▶ Directive
Can you write out the whole listing exactly?

▶ Stored rows
● ● ● ● ●

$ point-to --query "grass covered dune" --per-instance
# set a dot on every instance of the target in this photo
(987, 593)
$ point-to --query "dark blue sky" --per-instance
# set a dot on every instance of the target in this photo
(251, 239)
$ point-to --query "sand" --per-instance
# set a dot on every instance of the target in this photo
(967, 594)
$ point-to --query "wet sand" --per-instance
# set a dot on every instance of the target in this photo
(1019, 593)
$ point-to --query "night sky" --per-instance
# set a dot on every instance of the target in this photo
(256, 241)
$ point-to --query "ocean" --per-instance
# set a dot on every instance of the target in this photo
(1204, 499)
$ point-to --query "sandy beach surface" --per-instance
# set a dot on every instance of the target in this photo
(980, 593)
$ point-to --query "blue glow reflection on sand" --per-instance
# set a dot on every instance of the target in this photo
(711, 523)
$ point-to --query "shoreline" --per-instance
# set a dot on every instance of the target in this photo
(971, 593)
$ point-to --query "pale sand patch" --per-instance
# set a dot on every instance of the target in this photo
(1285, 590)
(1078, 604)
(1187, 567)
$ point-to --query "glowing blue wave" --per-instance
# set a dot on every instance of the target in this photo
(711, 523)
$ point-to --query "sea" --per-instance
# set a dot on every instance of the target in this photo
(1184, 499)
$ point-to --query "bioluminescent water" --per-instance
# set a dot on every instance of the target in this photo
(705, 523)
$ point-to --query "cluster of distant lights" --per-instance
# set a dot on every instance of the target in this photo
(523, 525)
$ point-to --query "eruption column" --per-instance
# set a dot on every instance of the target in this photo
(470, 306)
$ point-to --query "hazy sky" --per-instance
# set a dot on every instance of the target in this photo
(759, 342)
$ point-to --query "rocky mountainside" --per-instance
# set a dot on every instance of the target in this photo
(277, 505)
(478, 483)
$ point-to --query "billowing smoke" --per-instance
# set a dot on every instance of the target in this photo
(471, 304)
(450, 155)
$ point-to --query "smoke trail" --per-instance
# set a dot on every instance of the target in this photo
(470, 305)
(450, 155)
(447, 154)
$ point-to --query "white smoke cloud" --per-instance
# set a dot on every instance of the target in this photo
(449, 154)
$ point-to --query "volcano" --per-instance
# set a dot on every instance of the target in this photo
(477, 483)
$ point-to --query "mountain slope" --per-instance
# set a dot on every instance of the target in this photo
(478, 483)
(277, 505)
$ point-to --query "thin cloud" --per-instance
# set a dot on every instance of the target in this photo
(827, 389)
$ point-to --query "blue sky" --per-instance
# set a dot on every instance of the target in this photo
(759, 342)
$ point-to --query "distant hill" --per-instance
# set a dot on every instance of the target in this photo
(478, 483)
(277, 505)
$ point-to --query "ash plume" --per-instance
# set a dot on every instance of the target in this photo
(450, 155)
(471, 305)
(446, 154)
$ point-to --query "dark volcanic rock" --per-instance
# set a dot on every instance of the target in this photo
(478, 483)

● ● ● ● ●

▶ Output below
$ point-to --query "grass covered dune" --per-instance
# set a dot on every instance of the target in this photo
(987, 593)
$ point-to --query "dark blue sky" --per-instance
# set a dot on every instance of the target in this photo
(251, 239)
$ point-to --query "sand" --per-instance
# set a dot on every instance of the target in this photo
(967, 594)
$ point-to --query "wet sand" --per-instance
# set a dot on every instance of the target in this photo
(1019, 593)
$ point-to --query "night sky" --per-instance
# set a dot on every instance of the target in this photo
(256, 241)
$ point-to --query "ocean" --per-instance
# set a dot on every instance of the target in this photo
(1204, 499)
$ point-to --query "sandy beach surface" --per-instance
# set a dot on every instance of the target in this photo
(980, 593)
$ point-to --query "blue glow reflection on sand" --per-instance
# set a dot on every instance of the target in this photo
(711, 523)
$ point-to --query "shoreline" --per-instance
# set a dot on every instance of the target in this photo
(971, 593)
$ point-to --query "pale sand patch" --per-instance
# set a dot on every instance of the target in this photo
(1285, 590)
(1078, 604)
(1187, 567)
$ point-to --query "glowing blue wave" --per-instance
# set a dot on every instance of the target in this photo
(711, 523)
$ point-to --query "sea" --per-instance
# set a dot on every instance of the target in this photo
(1184, 499)
$ point-to --query "bioluminescent water" --per-instance
# set a dot on every instance of the target in this photo
(705, 523)
$ point-to --query "cluster of distant lights" --per-instance
# set a dot on every instance of the target in this photo
(523, 525)
$ point-to --query "eruption column" --per-instance
# set a dot on every instance of the target in this photo
(470, 306)
$ point-to --query "hazy sky" --per-instance
# set a dot on every instance of the target in this photo
(759, 342)
$ point-to --query "rocky mountainside" --per-instance
# set a dot on every instance of the target in this photo
(277, 505)
(478, 483)
$ point-to --query "billowing smoke" --per-instance
# set a dot on every instance of the target in this photo
(471, 304)
(450, 155)
$ point-to --query "smoke trail" --per-instance
# set a dot on every instance of the target in this photo
(470, 305)
(450, 155)
(447, 154)
$ point-to --query "white smoke cloud" --per-instance
# set a dot on every instance of the target in this photo
(449, 154)
$ point-to --query "volcano" --per-instance
# set a dot on every instance of the target in this photo
(477, 483)
$ point-to --query "mountain slope" --per-instance
# set a dot on every instance of the target in this photo
(478, 483)
(277, 505)
$ point-to --query "thin cloud" --per-instance
# set a dot on every instance of the target in this photo
(827, 389)
$ point-to --query "blue sky" --per-instance
# set a dot on every instance of the target in this photo
(759, 342)
$ point-to --query "distant hill" --per-instance
# set a dot on every instance of the target in this photo
(478, 483)
(277, 505)
$ point-to --query "ash plume" --per-instance
# set a dot on every instance of the target in this photo
(450, 155)
(471, 305)
(446, 154)
$ point-to --query "dark volcanic rock" --per-instance
# set a dot on every instance of the target in this photo
(478, 483)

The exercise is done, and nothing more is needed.